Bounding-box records
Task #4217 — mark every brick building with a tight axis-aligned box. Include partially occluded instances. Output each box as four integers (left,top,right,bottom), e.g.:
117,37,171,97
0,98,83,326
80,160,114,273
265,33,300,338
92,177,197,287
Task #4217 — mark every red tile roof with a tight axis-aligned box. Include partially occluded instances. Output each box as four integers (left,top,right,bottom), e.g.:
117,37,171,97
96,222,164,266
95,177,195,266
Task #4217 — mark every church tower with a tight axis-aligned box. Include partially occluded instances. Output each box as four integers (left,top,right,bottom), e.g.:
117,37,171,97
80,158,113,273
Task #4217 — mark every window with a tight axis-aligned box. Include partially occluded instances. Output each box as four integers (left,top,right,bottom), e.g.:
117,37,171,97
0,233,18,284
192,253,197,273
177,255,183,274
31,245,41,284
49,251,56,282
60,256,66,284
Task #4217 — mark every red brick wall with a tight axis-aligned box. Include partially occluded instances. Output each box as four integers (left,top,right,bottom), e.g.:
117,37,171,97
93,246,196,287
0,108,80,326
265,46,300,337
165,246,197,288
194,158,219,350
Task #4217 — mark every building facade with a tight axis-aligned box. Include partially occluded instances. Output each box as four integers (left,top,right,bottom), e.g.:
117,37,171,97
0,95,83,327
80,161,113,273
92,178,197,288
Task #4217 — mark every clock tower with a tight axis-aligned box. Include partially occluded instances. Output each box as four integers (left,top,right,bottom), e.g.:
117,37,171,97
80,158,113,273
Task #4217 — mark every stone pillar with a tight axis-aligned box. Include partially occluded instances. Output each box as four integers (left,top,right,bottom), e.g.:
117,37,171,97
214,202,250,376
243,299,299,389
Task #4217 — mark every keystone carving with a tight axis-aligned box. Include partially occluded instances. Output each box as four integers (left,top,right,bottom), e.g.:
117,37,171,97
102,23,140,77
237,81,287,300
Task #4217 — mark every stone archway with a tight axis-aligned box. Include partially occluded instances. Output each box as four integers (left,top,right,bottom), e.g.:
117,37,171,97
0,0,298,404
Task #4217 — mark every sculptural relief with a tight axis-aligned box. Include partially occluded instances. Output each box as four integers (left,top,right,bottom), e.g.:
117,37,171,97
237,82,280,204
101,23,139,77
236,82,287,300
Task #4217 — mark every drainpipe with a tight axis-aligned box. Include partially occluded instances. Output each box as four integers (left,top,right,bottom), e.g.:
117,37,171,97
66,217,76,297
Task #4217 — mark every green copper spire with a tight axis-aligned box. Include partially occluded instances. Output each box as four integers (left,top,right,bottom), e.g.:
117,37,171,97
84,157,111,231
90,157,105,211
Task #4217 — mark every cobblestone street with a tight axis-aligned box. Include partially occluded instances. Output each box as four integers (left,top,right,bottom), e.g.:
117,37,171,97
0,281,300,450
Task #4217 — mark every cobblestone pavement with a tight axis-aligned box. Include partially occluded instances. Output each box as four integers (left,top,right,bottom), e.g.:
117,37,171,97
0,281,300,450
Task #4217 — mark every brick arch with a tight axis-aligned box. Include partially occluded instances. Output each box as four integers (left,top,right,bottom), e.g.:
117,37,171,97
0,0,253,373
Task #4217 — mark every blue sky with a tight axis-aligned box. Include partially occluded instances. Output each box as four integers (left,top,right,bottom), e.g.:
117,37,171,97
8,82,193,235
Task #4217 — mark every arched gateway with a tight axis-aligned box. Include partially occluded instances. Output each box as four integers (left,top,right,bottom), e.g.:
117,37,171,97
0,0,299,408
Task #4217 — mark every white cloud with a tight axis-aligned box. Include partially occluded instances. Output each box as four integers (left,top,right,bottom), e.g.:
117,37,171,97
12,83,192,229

EXERCISE AIM. Retype every line of the records above, changing nothing.

RESULT.
Task #4217 — mark every brick building with a tight axis-aligned box. Include partially occluded instances. Output each box as four integers (left,top,right,bottom), e.g.:
117,37,171,97
0,98,83,326
80,160,114,273
265,33,300,338
92,177,197,287
Task #4217 — mark every red tile roof with a tight axis-aligned box. Include partially occluded instances. Output each box as four integers (left,top,right,bottom), e.g.:
117,37,171,97
96,222,164,266
95,177,195,266
Task #4217 — mark every church tower with a tight axis-aligned box. Include partially occluded instances. Output each box as four integers (left,top,right,bottom), e.g.:
117,37,171,97
80,158,113,273
Task #4217 — mark every window with a tight axis-aligned box. Include partially occluded instances. Output each box as four integers (left,top,right,bottom), e.g.:
117,37,171,97
0,233,18,284
192,253,197,273
177,255,183,274
31,245,41,284
49,251,56,282
60,256,66,284
Task #4217 — mark every red brick wall with a tight axis-aligned box. Include partially occluded instances. Output each box as four integers (left,top,right,bottom), e.g.:
117,37,171,97
93,246,196,287
0,108,80,326
265,46,300,337
165,246,197,288
194,158,219,350
Task #4217 — mark every building facade with a tight axis-aligned box. Include partially occluded instances. Output each box as four integers (left,top,right,bottom), e.g.:
117,37,171,97
0,95,83,327
80,161,113,273
92,178,197,288
Task #4217 — mark every clock tower with a tight axis-aligned box. Include partially occluded instances. Output each box as four integers (left,top,right,bottom), e.g.:
117,37,171,97
80,158,113,273
Task #4217 — mark every stone pillar with a tight axis-aligned box. Include partially occluded instances. Output each box as four integers (left,top,right,bottom), e.g.:
117,37,171,97
214,202,250,376
243,299,299,389
Task #4217 — mark every keystone carving with a tight axis-aligned box. Include partially occluded instances. Output each box as four integers (left,top,right,bottom), e.g.:
117,37,171,97
102,23,140,77
237,81,287,300
Task #4217 — mark every stone archway with a tight axis-aligned box. Include partially occluded instances. Output each box as four integers (left,top,right,bottom), e.g.:
117,37,171,97
0,0,298,404
Task #4217 — mark every sculptural relief with a tight axis-aligned box. Include partially occluded instances. Output each box as four integers (left,top,right,bottom), e.g.:
117,37,171,97
237,82,280,204
101,23,139,77
236,82,287,300
Task #4217 — mark every drainpipe with a tight axis-aligned box. Include partially occluded instances. Output each box as four integers (left,top,right,bottom), e.g.:
117,37,171,97
66,217,76,297
Task #4217 — mark every green copper spire with a tight axis-aligned box. Include partially occluded instances. Output each box as four integers (left,top,right,bottom), e.g.:
117,37,171,97
84,157,111,231
90,157,105,211
Task #4217 — mark every cobblestone street with a tight axis-aligned box. Include partially occluded instances. Output each box as four integers (left,top,right,bottom), e.g.:
117,37,171,97
0,281,300,450
Task #4217 — mark every cobblestone pavement with a tight axis-aligned box. Include partially occluded instances. Output each box as four integers (left,top,right,bottom), e.g.:
117,37,171,97
0,281,300,450
Task #4217 — mark every brick arch with a tight axis-aligned box. Include partially occluded instances. Output each box as four integers (left,top,right,bottom), e.g.:
117,37,171,97
0,0,253,373
Task #4217 — mark every blue sky with a tight axis-aligned box. Include partially occluded instances. Output each box as four integers (left,top,right,bottom), e.g.:
117,37,171,97
8,82,193,235
Task #4217 — mark every arched gateway with a tight axis-aligned box. Include partially occluded instances. Output each box as four integers (left,top,right,bottom), e.g.:
117,37,171,97
0,0,299,408
Task #4217 — mark every white cloud with a tight axis-aligned box. Include partially occluded instances. Output each box as four integers (left,top,right,bottom), e.g.:
117,37,171,97
12,83,192,229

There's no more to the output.